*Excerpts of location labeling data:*
* Start *
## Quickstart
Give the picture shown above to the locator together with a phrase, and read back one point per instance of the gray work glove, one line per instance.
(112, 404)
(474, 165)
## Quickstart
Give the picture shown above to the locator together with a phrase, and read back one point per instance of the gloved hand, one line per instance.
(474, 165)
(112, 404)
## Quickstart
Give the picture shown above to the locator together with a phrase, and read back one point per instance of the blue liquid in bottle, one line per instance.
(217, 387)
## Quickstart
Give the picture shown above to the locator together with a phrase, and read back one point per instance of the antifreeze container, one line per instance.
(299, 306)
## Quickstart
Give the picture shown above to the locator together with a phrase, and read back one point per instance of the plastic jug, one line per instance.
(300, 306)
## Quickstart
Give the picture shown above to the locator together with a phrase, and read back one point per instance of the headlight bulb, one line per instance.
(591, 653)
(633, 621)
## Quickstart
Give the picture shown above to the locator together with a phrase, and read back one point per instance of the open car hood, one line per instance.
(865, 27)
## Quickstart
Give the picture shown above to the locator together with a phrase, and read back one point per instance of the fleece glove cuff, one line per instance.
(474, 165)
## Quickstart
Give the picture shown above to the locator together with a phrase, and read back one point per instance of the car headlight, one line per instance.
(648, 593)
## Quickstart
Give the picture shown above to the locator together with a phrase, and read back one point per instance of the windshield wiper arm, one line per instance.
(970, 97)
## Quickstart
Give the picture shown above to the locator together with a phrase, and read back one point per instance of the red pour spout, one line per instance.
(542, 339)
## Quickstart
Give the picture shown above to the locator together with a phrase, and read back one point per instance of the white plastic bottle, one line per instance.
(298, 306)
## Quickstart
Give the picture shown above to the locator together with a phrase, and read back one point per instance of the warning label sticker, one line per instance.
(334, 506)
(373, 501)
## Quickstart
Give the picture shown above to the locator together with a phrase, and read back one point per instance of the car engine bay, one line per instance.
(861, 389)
* End *
*EXERCISE BRIEF:* Locate every line in the entries that contains the word "headlight", and copy each such line in full.

*REPLY TO THE EXERCISE:*
Give the picture shown above to the locator together with a phrase, and read back one point per instance of the headlight bulb, one line per instance.
Give the picture shown above to the locator together with a phrase, and read back one point per instance of the car headlight, one line per instance.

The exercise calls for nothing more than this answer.